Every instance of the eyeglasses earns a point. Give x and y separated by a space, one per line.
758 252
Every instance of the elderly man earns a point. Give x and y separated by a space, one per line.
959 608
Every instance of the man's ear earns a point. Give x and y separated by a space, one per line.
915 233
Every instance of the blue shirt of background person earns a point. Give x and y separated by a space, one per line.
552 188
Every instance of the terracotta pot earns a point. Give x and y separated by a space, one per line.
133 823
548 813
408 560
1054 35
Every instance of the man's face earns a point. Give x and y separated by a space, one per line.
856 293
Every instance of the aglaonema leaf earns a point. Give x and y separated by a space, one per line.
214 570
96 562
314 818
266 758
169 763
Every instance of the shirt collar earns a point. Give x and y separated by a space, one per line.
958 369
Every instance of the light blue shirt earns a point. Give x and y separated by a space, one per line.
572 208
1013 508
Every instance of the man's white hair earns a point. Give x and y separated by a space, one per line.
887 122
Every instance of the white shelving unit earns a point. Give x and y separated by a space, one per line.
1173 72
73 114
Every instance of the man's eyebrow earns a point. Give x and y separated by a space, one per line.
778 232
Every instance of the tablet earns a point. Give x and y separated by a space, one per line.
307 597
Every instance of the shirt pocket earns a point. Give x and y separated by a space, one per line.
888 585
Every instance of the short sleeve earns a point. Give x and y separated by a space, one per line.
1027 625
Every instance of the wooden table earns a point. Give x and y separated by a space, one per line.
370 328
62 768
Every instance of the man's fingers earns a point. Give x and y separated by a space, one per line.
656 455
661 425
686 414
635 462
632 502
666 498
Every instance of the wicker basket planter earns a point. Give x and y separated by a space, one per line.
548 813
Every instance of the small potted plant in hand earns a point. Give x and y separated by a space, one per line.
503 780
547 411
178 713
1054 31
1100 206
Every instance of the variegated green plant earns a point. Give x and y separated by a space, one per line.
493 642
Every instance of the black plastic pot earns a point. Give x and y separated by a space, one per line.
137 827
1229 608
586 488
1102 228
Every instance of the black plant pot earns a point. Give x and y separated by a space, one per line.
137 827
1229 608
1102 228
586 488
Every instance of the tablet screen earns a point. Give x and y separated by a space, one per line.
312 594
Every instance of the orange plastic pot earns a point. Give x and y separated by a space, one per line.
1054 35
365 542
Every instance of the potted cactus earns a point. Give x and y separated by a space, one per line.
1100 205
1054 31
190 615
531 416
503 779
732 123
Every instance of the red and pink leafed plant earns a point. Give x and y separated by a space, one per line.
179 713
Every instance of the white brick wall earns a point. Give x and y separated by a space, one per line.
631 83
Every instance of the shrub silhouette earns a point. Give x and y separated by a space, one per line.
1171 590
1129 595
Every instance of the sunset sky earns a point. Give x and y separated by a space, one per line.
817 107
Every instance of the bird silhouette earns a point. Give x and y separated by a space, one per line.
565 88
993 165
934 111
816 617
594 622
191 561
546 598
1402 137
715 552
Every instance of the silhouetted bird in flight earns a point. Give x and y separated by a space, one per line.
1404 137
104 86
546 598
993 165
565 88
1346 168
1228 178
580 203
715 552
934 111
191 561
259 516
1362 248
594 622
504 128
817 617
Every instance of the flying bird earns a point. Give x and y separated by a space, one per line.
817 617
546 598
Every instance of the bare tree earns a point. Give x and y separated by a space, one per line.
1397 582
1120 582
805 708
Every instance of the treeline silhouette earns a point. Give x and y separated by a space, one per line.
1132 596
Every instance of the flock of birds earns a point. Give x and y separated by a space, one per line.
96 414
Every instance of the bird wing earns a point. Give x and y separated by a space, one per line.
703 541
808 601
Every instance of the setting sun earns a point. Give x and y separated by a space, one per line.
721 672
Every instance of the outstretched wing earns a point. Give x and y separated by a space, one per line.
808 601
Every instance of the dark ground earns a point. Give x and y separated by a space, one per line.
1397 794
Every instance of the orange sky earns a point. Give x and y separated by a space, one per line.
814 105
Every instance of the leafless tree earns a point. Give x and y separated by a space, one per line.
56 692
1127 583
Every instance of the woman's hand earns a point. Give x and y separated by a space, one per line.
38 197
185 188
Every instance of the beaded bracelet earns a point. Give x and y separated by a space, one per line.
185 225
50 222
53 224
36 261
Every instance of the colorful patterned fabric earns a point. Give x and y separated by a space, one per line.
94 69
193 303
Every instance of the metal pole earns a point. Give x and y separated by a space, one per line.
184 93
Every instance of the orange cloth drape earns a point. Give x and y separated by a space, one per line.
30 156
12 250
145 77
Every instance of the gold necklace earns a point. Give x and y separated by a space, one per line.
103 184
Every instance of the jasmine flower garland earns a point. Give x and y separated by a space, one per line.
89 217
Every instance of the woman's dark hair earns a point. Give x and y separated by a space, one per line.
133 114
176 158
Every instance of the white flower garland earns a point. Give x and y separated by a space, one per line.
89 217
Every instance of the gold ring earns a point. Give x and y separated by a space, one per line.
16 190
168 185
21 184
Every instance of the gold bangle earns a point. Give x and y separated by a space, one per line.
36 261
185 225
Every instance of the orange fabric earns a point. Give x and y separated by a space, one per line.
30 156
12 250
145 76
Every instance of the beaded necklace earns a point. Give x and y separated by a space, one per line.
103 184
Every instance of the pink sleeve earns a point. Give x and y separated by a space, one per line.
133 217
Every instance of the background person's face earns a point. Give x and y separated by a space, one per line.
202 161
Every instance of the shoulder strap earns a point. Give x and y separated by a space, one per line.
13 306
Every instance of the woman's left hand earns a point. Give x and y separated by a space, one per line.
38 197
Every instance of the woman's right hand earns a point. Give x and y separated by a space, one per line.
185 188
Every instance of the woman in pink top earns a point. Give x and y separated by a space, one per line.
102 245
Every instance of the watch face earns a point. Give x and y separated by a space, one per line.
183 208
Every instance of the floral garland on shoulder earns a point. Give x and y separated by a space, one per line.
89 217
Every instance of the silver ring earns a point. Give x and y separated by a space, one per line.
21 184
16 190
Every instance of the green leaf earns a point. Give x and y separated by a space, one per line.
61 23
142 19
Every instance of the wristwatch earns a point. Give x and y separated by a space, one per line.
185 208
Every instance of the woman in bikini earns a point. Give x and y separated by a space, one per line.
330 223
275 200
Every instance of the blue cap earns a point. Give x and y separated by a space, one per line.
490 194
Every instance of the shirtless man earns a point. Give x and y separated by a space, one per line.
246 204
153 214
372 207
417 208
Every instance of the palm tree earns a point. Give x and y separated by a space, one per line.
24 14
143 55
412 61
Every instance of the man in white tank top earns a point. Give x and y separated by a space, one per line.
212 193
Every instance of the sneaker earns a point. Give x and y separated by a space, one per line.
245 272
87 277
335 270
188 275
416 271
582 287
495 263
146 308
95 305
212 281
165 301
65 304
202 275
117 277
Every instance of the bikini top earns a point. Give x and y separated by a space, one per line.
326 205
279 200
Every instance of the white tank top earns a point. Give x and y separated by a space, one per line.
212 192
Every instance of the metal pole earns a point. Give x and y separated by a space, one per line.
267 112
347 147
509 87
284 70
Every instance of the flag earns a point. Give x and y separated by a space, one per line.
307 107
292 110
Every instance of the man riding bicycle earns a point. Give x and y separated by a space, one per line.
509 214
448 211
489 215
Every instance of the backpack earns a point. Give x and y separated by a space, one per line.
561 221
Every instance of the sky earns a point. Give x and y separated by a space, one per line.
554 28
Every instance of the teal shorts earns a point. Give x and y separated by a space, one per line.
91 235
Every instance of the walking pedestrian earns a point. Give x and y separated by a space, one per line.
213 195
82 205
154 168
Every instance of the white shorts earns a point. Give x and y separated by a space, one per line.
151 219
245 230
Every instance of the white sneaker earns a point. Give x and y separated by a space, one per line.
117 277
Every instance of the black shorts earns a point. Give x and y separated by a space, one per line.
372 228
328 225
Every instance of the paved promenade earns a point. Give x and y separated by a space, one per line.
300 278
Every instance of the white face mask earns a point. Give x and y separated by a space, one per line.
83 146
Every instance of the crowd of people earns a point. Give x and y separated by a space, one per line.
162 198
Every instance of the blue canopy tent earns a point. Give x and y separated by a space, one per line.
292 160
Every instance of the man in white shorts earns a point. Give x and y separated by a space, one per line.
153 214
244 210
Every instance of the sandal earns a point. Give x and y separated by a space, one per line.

···

** YOUR TASK **
Write out the lines above from the one containing "Every instance of the white sneaker" through the last, exactly as they are.

** OUTPUT FOR THIS TASK **
Every instance of the white sneaker earns a point. Give x and y separated by a space, one per line.
117 277
Every instance of the black shorts earns a point. Give x and y separated by a space, one per line.
372 228
328 225
Every instance of the paved promenade earns a point. Give x and y separated by a space, one per line.
300 278
Every instance of the white face mask earns a point. Give x and y separated by a space, one per line.
83 146
Every instance of the crowd of people earns a point. Give x and y separated by a space, one per line.
162 198
Every instance of the blue canopy tent earns a point. Give x and y separated by a space, one per line.
292 160
Every instance of the man in white shorts earns a point. Give x and y separated by a space, one per line.
153 214
244 210
Every instance of the sandal earns a point. Give x and y separated by a space, one per line.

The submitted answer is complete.